**SET EXERCISE:** Retype the records below exactly as they appear, but leave out any pictures.

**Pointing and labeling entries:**
━━━

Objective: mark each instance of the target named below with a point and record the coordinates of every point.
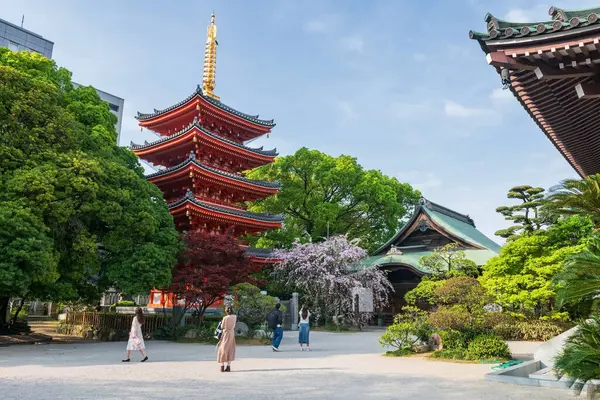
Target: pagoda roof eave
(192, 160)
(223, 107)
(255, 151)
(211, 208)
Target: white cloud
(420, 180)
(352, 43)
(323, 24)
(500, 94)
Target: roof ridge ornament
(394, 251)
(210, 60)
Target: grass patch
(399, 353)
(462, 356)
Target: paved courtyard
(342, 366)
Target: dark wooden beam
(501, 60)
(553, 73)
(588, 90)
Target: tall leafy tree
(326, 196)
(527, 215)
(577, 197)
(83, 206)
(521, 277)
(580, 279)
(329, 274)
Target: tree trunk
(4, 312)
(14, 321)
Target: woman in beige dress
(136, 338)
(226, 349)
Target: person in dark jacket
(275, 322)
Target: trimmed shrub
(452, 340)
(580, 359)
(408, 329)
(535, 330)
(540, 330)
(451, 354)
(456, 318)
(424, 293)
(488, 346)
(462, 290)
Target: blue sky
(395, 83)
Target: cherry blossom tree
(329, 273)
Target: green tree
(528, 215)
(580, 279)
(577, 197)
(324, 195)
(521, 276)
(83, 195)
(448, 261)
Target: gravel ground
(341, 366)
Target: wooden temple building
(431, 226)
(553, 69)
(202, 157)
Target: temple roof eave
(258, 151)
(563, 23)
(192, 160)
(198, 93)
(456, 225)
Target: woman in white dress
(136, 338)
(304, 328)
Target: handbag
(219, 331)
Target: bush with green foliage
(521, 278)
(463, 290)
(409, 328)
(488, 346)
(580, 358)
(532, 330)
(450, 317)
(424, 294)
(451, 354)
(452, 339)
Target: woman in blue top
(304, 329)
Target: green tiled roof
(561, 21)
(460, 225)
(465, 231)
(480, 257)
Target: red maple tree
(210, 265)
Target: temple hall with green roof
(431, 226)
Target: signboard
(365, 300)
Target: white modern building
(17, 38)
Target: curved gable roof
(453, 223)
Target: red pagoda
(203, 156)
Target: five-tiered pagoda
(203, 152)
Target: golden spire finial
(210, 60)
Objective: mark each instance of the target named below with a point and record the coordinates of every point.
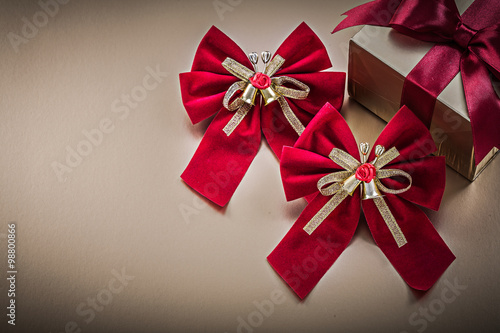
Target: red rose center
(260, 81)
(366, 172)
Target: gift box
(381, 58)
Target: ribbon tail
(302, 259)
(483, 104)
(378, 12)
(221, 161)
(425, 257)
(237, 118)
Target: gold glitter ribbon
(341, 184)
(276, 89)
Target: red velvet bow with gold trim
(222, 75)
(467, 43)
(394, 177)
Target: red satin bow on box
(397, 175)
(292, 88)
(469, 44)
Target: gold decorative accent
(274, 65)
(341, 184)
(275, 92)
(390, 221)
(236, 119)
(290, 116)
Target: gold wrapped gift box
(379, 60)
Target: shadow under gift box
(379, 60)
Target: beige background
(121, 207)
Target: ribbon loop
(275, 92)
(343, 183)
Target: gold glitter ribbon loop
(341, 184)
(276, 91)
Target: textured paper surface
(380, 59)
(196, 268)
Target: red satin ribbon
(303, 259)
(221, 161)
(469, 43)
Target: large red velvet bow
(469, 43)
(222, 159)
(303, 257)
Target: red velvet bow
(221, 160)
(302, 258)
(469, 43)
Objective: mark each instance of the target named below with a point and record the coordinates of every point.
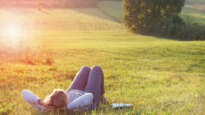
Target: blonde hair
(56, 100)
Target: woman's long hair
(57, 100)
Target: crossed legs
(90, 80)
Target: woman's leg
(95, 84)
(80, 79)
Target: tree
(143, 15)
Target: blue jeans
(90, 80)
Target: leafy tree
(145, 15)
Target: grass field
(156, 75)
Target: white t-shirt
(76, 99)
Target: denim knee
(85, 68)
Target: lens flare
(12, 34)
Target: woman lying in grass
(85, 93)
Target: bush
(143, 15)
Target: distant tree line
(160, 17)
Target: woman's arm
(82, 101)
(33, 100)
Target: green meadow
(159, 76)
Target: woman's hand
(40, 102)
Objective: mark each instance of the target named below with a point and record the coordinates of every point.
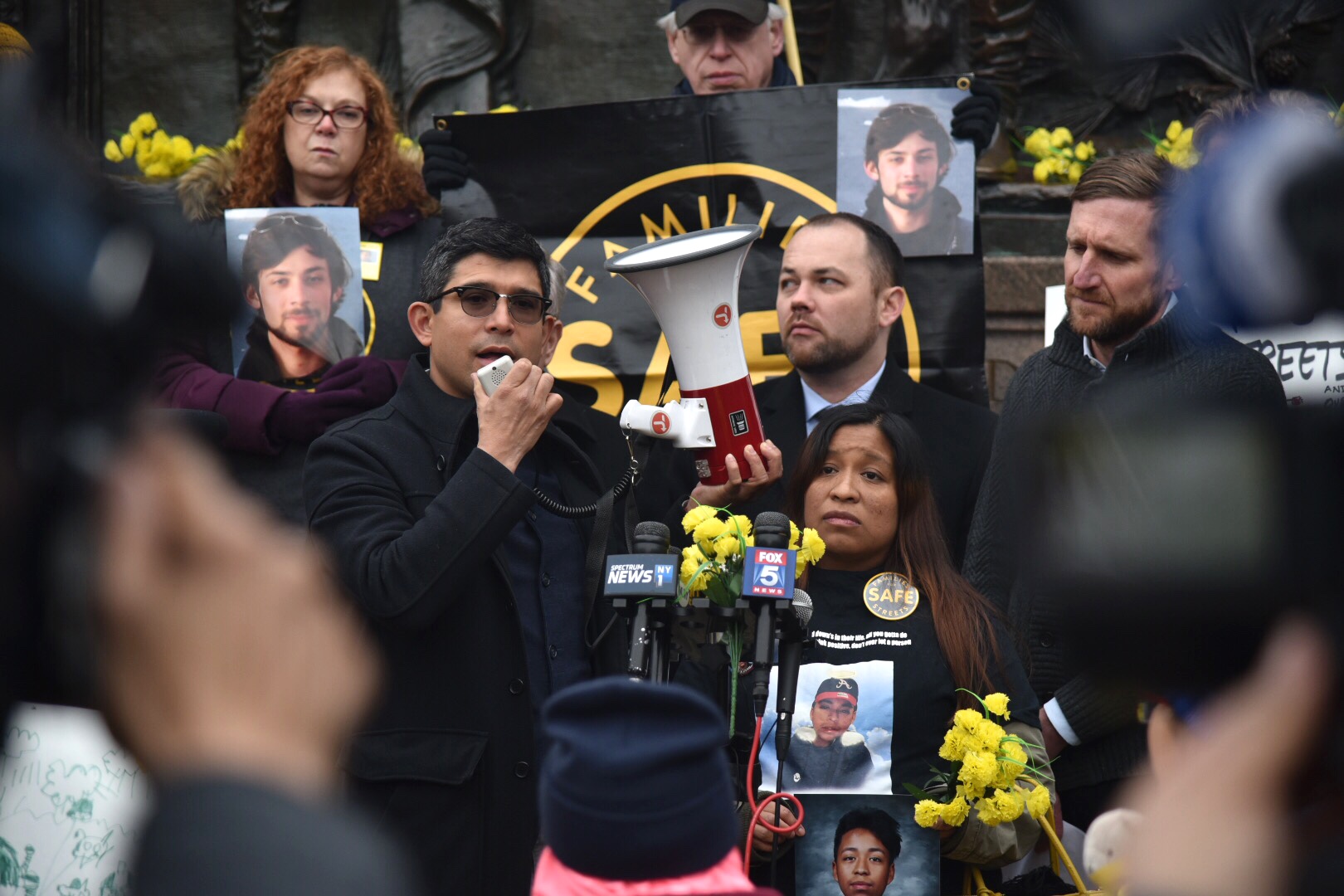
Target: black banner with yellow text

━━━

**RESPONSE TO THE TASK:**
Objective: mark each instance of the target named below with a point and record the coordinates of every point.
Target: pagoda roof eave
(192, 160)
(223, 107)
(255, 151)
(211, 208)
Target: white cloud
(420, 180)
(352, 43)
(323, 24)
(500, 94)
Target: roof ridge ornament
(394, 251)
(210, 60)
Target: grass patch
(399, 353)
(462, 356)
Target: paved courtyard
(342, 366)
Target: dark wooden beam
(501, 60)
(553, 73)
(588, 90)
Target: tall leafy tree
(326, 196)
(527, 215)
(577, 197)
(83, 206)
(521, 277)
(580, 279)
(329, 274)
Target: tree trunk
(4, 312)
(14, 321)
Target: woman in beige dress
(136, 338)
(226, 349)
Target: person in dark jacket
(275, 322)
Target: trimmed shrub
(452, 340)
(580, 359)
(408, 329)
(535, 330)
(540, 330)
(451, 354)
(456, 318)
(424, 293)
(488, 346)
(462, 290)
Target: blue sky
(395, 83)
Target: cherry blossom tree
(329, 273)
Target: green tree
(528, 215)
(580, 279)
(577, 197)
(324, 195)
(521, 276)
(83, 195)
(448, 261)
Target: gravel ground
(341, 366)
Target: wooden temple building
(431, 226)
(553, 69)
(202, 157)
Target: temple roof eave
(258, 151)
(563, 23)
(192, 160)
(198, 93)
(456, 225)
Target: woman in white dress
(136, 338)
(304, 328)
Target: handbag
(219, 331)
Target: bush with green foliage
(521, 278)
(463, 290)
(409, 328)
(488, 346)
(580, 358)
(532, 330)
(450, 317)
(424, 294)
(451, 354)
(452, 339)
Target: woman in blue top
(304, 329)
Target: green tiled roof
(561, 21)
(460, 225)
(465, 231)
(480, 257)
Target: red maple tree
(210, 265)
Target: temple hall with green roof
(431, 226)
Target: signboard
(365, 300)
Target: white modern building
(17, 38)
Target: curved gable roof
(453, 223)
Target: red pagoda
(203, 156)
Target: five-tiered pagoda
(203, 152)
Target: golden spire finial
(210, 60)
Objective: mark each instance of the target named below with a point and record the coordinates of every point.
Target: red rose center
(260, 81)
(366, 172)
Target: gift box
(381, 58)
Target: ribbon tail
(302, 259)
(483, 104)
(378, 12)
(221, 161)
(425, 257)
(237, 118)
Target: gold glitter ribbon
(341, 184)
(276, 89)
Target: red velvet bow with gold trim
(222, 75)
(467, 43)
(394, 177)
Target: red satin bow on box
(397, 175)
(292, 88)
(469, 44)
Target: gold decorative accent
(274, 65)
(341, 184)
(275, 92)
(390, 221)
(236, 119)
(290, 116)
Target: gold wrapped gift box
(379, 60)
Target: shadow under gift box
(379, 60)
Target: beige background
(121, 207)
Target: ribbon loop
(275, 92)
(343, 183)
Target: gold glitter ribbon loop
(341, 184)
(276, 91)
Target: textured paper surface
(380, 59)
(196, 268)
Target: red satin ribbon
(303, 259)
(221, 161)
(469, 43)
Target: large red velvet bow
(469, 43)
(222, 159)
(303, 257)
Target: red velvet bow
(221, 160)
(302, 258)
(469, 43)
Objective: mark each instance of the target named below with a point and record the coordinates of every point.
Target: blonde hair
(56, 100)
Target: woman's long hair
(57, 100)
Target: crossed legs
(90, 80)
Target: woman's leg
(95, 84)
(80, 79)
Target: tree
(143, 15)
Target: blue jeans
(90, 80)
Target: leafy tree
(145, 15)
Target: grass field
(156, 75)
Target: white t-shirt
(76, 99)
Target: denim knee
(85, 68)
Target: lens flare
(12, 34)
Target: woman lying in grass
(85, 93)
Target: bush
(143, 15)
Target: distant tree line
(160, 17)
Target: woman's arm
(82, 101)
(33, 100)
Target: green meadow
(159, 76)
Target: woman's hand
(40, 102)
Objective: mark each instance of the target named below with a point and record the coordinates of every point.
Target: black banner with yellow text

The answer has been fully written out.